## Passage to read
* * * *

What is koji exactly other than an ingredient that we use regularly in the SALT kitchen? Edina Makai, the koji expert on our team prepared an exciting summary that guides you through everything there is to know about this wonderful ingredient.
Koji or aspergillus oryzae is a filamentous fungus (or mold) that has been grown and used in Japanese cuisine for the fermentation of different food and beverages for centuries. As fermentation became more and more popular in modern gastronomy during the last few decades, koji has once again taken the spotlight and is being researched and grown all over the world.
Koji was used to purify water in prehistoric Japan. Feces and other pollutants from everyday life and animal husbandry damaged the quality of drinking water, so the people of ancient Japan started making fermented drinks – the same reason for which other cultures such as Egyptians and Babylonians started making beer and the Greeks made wine – with the help of the aspergillus oryzae mold.
Like most other fungi, koji reproduces with spores that need a substrate to provide the nutrients for growth. During the known history of koji, rice and barley were predominantly used as substrate bodies. In Ancient Japan, rice used to be the main food source of the aristocracy. In the feudal system, tenants paid their rulers in rice, leaving barley as their main source of nutrients. Therefore, koji was mostly cultivated on rice and then used to make amazake and sake, but also on barley leading to Japanese gastronomy being dominated by different types of misos and shoyus.

* * * *

## Exercise directions
Decide whether each statement agrees with the text about koji, answering yes or no and quoting the words from the text that settle it. 1. For most of koji's known history, rice and barley were its main substrates. 2. In the feudal system, tenants paid their rulers in barley. 3. People in ancient Japan began making fermented drinks because their drinking water was polluted.

* * * *

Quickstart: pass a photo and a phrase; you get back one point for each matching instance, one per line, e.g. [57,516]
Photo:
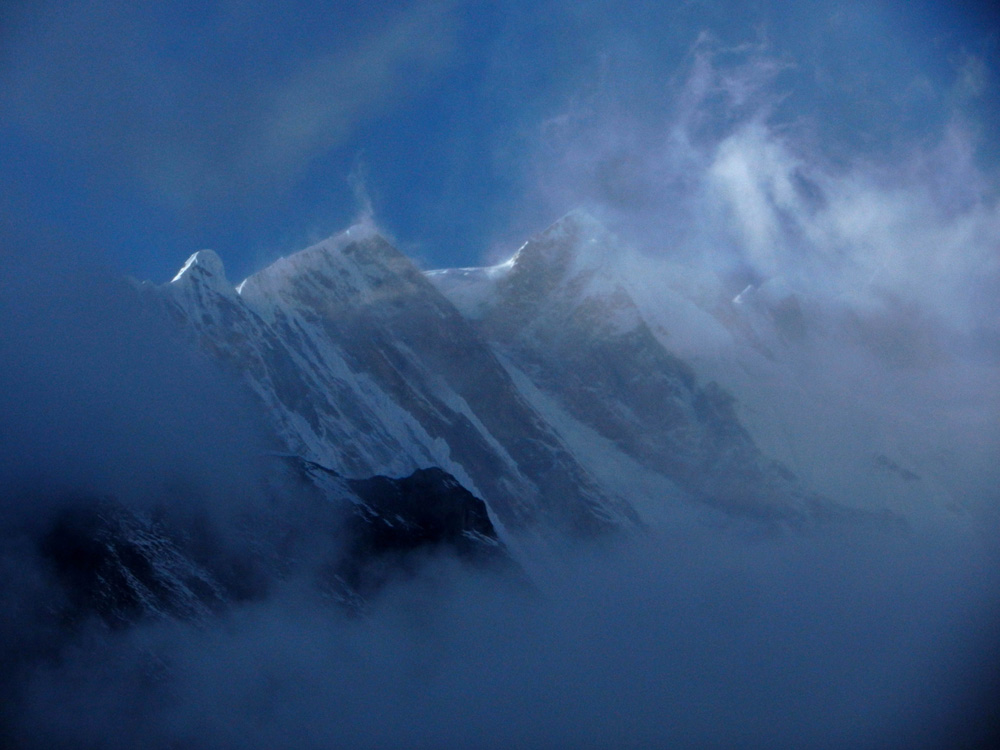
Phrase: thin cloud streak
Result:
[212,114]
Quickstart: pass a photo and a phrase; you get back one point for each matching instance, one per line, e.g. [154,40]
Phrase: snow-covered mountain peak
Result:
[202,264]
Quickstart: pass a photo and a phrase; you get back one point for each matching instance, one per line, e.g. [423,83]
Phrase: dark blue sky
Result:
[147,130]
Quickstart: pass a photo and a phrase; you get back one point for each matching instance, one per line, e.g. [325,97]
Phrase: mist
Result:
[688,638]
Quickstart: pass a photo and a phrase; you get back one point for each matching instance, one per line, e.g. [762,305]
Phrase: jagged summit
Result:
[359,264]
[576,256]
[204,263]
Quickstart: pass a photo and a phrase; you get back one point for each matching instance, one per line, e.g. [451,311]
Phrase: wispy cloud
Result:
[724,170]
[230,102]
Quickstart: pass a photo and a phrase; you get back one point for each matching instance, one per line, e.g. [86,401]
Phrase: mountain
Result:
[538,384]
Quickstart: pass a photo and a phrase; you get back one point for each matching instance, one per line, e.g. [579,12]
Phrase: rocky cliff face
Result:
[364,367]
[538,384]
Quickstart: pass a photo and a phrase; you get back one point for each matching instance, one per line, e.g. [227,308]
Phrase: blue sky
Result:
[144,131]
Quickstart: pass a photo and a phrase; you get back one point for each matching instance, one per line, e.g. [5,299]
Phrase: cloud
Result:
[825,642]
[229,102]
[723,170]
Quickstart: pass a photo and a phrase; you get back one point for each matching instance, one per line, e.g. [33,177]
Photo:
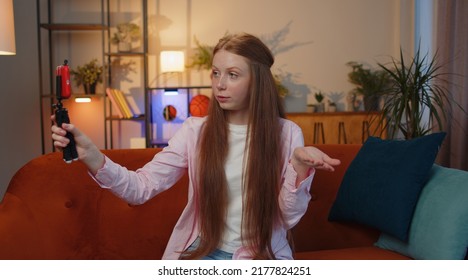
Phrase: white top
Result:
[233,168]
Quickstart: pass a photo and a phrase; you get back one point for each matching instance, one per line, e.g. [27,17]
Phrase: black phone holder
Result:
[63,91]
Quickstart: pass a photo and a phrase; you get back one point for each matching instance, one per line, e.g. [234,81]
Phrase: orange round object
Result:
[169,112]
[199,105]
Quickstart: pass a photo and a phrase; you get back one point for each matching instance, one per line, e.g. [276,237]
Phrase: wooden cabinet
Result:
[338,128]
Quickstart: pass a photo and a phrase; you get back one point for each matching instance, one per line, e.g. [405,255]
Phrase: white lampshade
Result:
[172,61]
[7,28]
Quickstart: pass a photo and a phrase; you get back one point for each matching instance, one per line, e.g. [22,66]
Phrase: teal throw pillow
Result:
[439,229]
[383,182]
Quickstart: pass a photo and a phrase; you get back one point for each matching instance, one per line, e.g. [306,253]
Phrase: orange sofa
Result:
[52,210]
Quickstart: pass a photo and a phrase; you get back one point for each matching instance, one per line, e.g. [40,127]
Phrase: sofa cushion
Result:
[439,229]
[356,253]
[382,184]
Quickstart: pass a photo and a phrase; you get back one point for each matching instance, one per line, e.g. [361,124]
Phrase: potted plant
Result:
[88,75]
[126,33]
[201,59]
[320,107]
[415,95]
[370,84]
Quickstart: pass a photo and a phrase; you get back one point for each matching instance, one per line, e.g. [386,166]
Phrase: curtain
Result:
[452,44]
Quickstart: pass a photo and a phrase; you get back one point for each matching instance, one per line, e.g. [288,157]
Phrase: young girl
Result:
[249,171]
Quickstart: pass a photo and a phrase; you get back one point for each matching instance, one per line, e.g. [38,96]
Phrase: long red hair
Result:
[262,176]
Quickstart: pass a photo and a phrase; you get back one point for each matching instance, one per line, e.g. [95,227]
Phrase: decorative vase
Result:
[125,47]
[90,88]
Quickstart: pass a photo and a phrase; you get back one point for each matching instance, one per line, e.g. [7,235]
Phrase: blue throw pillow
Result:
[382,184]
[439,229]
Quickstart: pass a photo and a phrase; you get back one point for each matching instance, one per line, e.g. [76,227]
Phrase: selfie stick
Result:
[63,91]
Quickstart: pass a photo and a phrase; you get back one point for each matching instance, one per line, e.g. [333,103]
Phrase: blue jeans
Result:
[215,255]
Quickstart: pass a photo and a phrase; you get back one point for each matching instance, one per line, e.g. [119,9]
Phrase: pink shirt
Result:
[168,166]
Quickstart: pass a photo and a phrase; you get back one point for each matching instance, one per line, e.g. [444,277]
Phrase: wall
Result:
[322,36]
[318,37]
[19,98]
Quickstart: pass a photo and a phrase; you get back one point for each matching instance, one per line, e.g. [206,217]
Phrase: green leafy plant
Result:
[415,94]
[126,33]
[371,84]
[87,74]
[319,96]
[202,57]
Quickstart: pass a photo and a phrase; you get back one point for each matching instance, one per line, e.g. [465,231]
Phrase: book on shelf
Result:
[116,105]
[118,99]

* * * *

## Result for this task
1. Yes: "During the known history of koji, rice and barley were predominantly used as substrate bodies."
2. No: "In the feudal system, tenants paid their rulers in rice, leaving barley as their main source of nutrients."
3. Yes: "Feces and other pollutants from everyday life and animal husbandry damaged the quality of drinking water, so the people of ancient Japan started making fermented drinks"